Your task is to set down the records below again, exactly.

THE RECORDS Start Marker

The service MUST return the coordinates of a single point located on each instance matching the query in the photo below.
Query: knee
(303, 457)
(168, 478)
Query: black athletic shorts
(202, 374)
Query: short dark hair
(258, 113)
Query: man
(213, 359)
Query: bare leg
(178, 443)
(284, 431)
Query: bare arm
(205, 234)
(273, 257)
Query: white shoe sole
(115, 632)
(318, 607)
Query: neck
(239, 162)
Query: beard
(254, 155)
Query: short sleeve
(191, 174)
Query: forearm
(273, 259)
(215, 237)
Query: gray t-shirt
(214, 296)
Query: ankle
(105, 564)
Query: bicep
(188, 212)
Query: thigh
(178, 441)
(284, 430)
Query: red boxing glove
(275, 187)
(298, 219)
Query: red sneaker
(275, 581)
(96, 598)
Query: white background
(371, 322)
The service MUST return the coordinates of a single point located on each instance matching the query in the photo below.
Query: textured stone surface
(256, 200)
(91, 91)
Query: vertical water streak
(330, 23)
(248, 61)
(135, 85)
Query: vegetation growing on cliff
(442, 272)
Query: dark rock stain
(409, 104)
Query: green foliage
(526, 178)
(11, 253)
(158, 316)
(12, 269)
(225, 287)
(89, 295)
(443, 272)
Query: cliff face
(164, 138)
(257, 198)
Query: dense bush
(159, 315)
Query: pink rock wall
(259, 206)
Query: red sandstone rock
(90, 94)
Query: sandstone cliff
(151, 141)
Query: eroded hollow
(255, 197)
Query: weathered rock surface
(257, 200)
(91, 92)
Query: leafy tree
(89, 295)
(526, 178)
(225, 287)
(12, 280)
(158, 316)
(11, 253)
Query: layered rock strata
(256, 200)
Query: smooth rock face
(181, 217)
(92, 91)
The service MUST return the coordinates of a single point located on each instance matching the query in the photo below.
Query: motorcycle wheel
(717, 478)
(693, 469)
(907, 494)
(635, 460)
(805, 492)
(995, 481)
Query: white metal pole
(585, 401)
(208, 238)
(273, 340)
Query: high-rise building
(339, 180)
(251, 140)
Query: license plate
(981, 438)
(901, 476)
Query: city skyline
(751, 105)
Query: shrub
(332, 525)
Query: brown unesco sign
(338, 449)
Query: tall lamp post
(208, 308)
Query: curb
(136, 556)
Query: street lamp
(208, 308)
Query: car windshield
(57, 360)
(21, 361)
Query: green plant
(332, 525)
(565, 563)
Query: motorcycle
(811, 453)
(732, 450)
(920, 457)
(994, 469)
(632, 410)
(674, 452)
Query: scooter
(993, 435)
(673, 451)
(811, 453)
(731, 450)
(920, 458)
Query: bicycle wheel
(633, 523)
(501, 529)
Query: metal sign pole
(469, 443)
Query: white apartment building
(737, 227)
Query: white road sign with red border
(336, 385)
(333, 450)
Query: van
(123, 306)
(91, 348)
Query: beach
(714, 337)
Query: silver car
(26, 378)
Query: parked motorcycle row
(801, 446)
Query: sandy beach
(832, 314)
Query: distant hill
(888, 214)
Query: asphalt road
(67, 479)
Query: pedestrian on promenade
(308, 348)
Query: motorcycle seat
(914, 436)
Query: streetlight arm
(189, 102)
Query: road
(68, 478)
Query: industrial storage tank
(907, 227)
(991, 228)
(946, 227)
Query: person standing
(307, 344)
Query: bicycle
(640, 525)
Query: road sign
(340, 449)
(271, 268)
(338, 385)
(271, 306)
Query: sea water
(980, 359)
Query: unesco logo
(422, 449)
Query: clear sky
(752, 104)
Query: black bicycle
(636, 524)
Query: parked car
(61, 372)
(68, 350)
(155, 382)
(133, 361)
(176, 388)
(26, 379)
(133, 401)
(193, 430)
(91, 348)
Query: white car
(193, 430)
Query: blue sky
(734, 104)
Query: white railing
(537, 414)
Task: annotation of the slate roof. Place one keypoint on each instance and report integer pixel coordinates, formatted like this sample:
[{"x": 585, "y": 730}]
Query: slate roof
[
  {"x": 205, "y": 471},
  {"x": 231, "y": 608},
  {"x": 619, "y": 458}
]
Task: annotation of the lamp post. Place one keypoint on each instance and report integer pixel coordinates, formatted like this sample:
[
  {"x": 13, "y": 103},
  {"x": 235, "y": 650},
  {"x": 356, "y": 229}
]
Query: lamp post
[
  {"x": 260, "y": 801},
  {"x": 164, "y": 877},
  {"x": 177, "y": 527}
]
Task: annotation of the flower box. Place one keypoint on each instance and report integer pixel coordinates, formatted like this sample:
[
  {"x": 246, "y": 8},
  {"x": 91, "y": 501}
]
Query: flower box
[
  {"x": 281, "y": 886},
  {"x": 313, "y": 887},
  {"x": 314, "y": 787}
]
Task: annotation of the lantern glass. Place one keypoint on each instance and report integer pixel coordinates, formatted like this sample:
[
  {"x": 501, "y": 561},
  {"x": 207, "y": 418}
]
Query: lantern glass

THE RECORDS End Marker

TASK RESPONSE >>
The service MUST return the coordinates of a single point located on each instance matching the query in the photo below.
Query: knee
(303, 457)
(168, 478)
Query: black athletic shorts
(202, 374)
Query: short dark hair
(258, 113)
Query: man
(213, 359)
Query: bare leg
(178, 443)
(284, 431)
Query: bare arm
(205, 234)
(273, 257)
Query: white shoe sole
(115, 632)
(318, 607)
Query: neck
(239, 162)
Query: beard
(254, 155)
Query: short sleeve
(191, 174)
Query: forearm
(273, 259)
(215, 237)
Query: gray t-shirt
(214, 296)
Query: ankle
(105, 564)
Query: bicep
(188, 212)
Query: thigh
(178, 441)
(284, 430)
Query: red boxing glove
(275, 187)
(298, 219)
Query: red sneaker
(275, 581)
(96, 598)
Query: white background
(371, 322)
The service MUST return the coordinates of a single point located on each instance matching the query in the photo below.
Query: textured stone surface
(256, 200)
(91, 91)
Query: vertical water streak
(330, 23)
(248, 61)
(135, 85)
Query: vegetation growing on cliff
(442, 272)
Query: dark rock stain
(409, 104)
Query: green foliage
(526, 178)
(11, 253)
(158, 316)
(12, 269)
(225, 287)
(89, 295)
(443, 272)
Query: cliff face
(164, 138)
(257, 198)
Query: dense bush
(159, 315)
Query: pink rock wall
(259, 206)
Query: red sandstone rock
(90, 94)
Query: sandstone cliff
(151, 141)
Query: eroded hollow
(255, 197)
Query: weathered rock surface
(257, 200)
(91, 92)
Query: leafy tree
(89, 295)
(526, 178)
(225, 287)
(12, 280)
(158, 316)
(11, 253)
Query: layered rock strata
(256, 200)
Query: smooth rock face
(181, 217)
(92, 91)
The service MUST return the coordinates of a single point located on each instance matching the query in the photo below.
Query: motorcycle wheel
(717, 478)
(693, 469)
(907, 494)
(635, 460)
(805, 492)
(995, 481)
Query: white metal pole
(585, 401)
(208, 238)
(273, 340)
Query: high-rise building
(339, 180)
(251, 140)
Query: license plate
(981, 438)
(901, 476)
Query: city skyline
(751, 105)
Query: shrub
(332, 525)
Query: brown unesco sign
(338, 449)
Query: tall lamp post
(208, 308)
Query: curb
(136, 556)
Query: street lamp
(208, 308)
Query: car windshield
(57, 360)
(21, 361)
Query: green plant
(332, 525)
(565, 563)
Query: motorcycle
(811, 453)
(732, 450)
(920, 457)
(994, 469)
(632, 410)
(674, 452)
Query: scooter
(993, 435)
(673, 451)
(811, 453)
(731, 450)
(920, 458)
Query: bicycle wheel
(633, 523)
(501, 529)
Query: metal sign pole
(469, 443)
Query: white apartment building
(737, 227)
Query: white road sign with red border
(336, 385)
(333, 450)
Query: van
(123, 306)
(91, 348)
Query: beach
(714, 337)
Query: silver car
(26, 378)
Query: parked motorcycle row
(801, 446)
Query: sandy beach
(832, 314)
Query: distant hill
(888, 214)
Query: asphalt road
(67, 479)
Query: pedestrian on promenade
(308, 348)
Query: motorcycle seat
(914, 436)
Query: streetlight arm
(189, 102)
Query: road
(68, 478)
Query: industrial storage tank
(907, 227)
(991, 228)
(946, 227)
Query: person standing
(307, 344)
Query: bicycle
(640, 525)
Query: road sign
(340, 449)
(271, 268)
(338, 385)
(271, 306)
Query: sea water
(980, 359)
Query: unesco logo
(422, 449)
Query: clear sky
(752, 104)
Query: black bicycle
(636, 524)
Query: parked car
(61, 372)
(68, 350)
(155, 382)
(133, 361)
(176, 388)
(26, 379)
(133, 401)
(193, 430)
(91, 348)
Query: white car
(193, 430)
Query: blue sky
(734, 104)
Query: white railing
(537, 414)
Task: annotation of the slate roof. Place one keypoint on each instance and report integer pixel coordinates, formatted like this sample:
[{"x": 585, "y": 730}]
Query: slate roof
[
  {"x": 205, "y": 471},
  {"x": 231, "y": 608},
  {"x": 619, "y": 458}
]
Task: annotation of the lamp post. Place one keypoint on each instance and report integer pixel coordinates, formatted like this sample:
[
  {"x": 13, "y": 103},
  {"x": 235, "y": 650},
  {"x": 356, "y": 229}
]
Query: lamp post
[
  {"x": 260, "y": 801},
  {"x": 164, "y": 877},
  {"x": 177, "y": 527}
]
Task: annotation of the flower box. Place one keypoint on each instance and report integer pixel coordinates, formatted like this sample:
[
  {"x": 246, "y": 8},
  {"x": 91, "y": 501}
]
Query: flower box
[
  {"x": 281, "y": 886},
  {"x": 313, "y": 887},
  {"x": 314, "y": 787}
]
Task: annotation of the lantern glass. Place one keypoint on each instance and report integer pixel coordinates, formatted like this sample:
[
  {"x": 501, "y": 561},
  {"x": 207, "y": 418}
]
Query: lantern glass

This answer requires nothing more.